ASSIGNMENT
Each line of the data is to be output verbatim, with the images removed.

Photo-based referring expression data
▬▬▬
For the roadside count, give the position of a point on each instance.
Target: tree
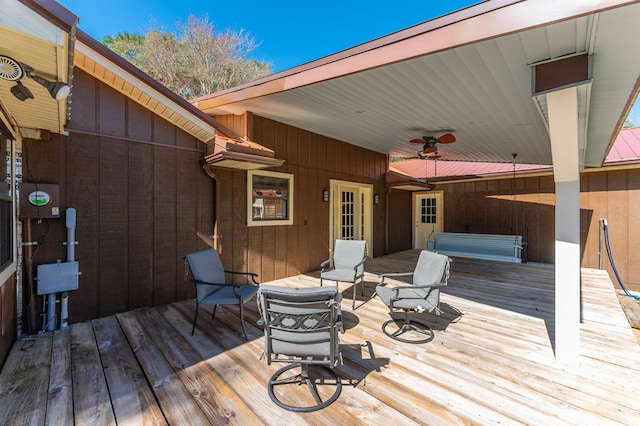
(195, 62)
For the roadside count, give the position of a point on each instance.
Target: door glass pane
(428, 210)
(347, 229)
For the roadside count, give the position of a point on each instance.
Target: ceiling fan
(429, 149)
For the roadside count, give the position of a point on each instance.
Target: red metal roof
(626, 149)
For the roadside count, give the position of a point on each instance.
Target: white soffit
(31, 39)
(481, 91)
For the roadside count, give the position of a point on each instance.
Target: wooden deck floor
(491, 362)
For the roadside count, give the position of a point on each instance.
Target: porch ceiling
(468, 73)
(40, 37)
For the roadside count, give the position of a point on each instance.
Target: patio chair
(346, 264)
(301, 329)
(211, 288)
(430, 275)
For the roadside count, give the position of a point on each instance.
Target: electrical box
(57, 277)
(39, 201)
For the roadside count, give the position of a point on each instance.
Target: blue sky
(289, 32)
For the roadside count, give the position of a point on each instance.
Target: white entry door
(427, 216)
(351, 211)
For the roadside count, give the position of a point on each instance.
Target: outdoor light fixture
(21, 91)
(57, 89)
(12, 70)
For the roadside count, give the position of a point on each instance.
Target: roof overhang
(40, 34)
(112, 70)
(469, 73)
(239, 154)
(109, 68)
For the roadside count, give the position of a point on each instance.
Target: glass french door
(427, 216)
(351, 211)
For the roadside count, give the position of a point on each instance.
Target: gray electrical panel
(57, 277)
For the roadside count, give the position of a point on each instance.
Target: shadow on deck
(491, 361)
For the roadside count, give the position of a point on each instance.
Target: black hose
(613, 264)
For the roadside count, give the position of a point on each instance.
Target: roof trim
(53, 12)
▬▬▬
EXERCISE OUTPUT
For the roadside count, give the position of a point on each instance.
Target: tree
(195, 62)
For the roadside count, give the position of a point on each instance.
Target: door glass pane
(428, 210)
(347, 229)
For the roadside count, give the position of a point on each instance.
Target: ceiling fan
(429, 149)
For the roadside count, give the position of a point on each instance.
Target: red metal roof
(626, 149)
For the roadside count, give the position of a point on each instance.
Target: white soffit
(31, 39)
(481, 91)
For the roadside count, give the position of a point on each instance.
Target: wooden deck floor
(491, 362)
For the roadside count, give the position of a point on each instance.
Target: porch ceiling
(468, 73)
(40, 37)
For the roadside count, give the position of a point on each instance.
Target: patio chair
(346, 264)
(301, 329)
(211, 288)
(430, 275)
For the roadside count, give the position of a point on each instance.
Target: electrical box
(57, 277)
(39, 201)
For the roadside count, give the position of a point on each instance.
Target: blue sky
(289, 32)
For the roadside count, give the position of a point on each instance.
Target: white entry door
(427, 216)
(351, 211)
For the roadside count, give the position of a point on each instance.
Target: outdoor light fixture
(21, 91)
(57, 89)
(12, 70)
For the roadside count, give the position of a point on each instance.
Target: roof overhang
(40, 34)
(112, 70)
(469, 73)
(239, 154)
(109, 68)
For the roadside count, give the position of a point on each instance.
Target: glass french door
(427, 216)
(351, 211)
For the roadside count, give the position of a point on each instance.
Target: gray electrical panel
(57, 277)
For the roadside count, give the position of a point on each instance.
Target: shadow on deck
(491, 361)
For the roadside count, give the position of a point on each instance.
Target: black hose
(613, 264)
For the roadside count, give the position of a point on each instance.
Target: roof trim
(53, 12)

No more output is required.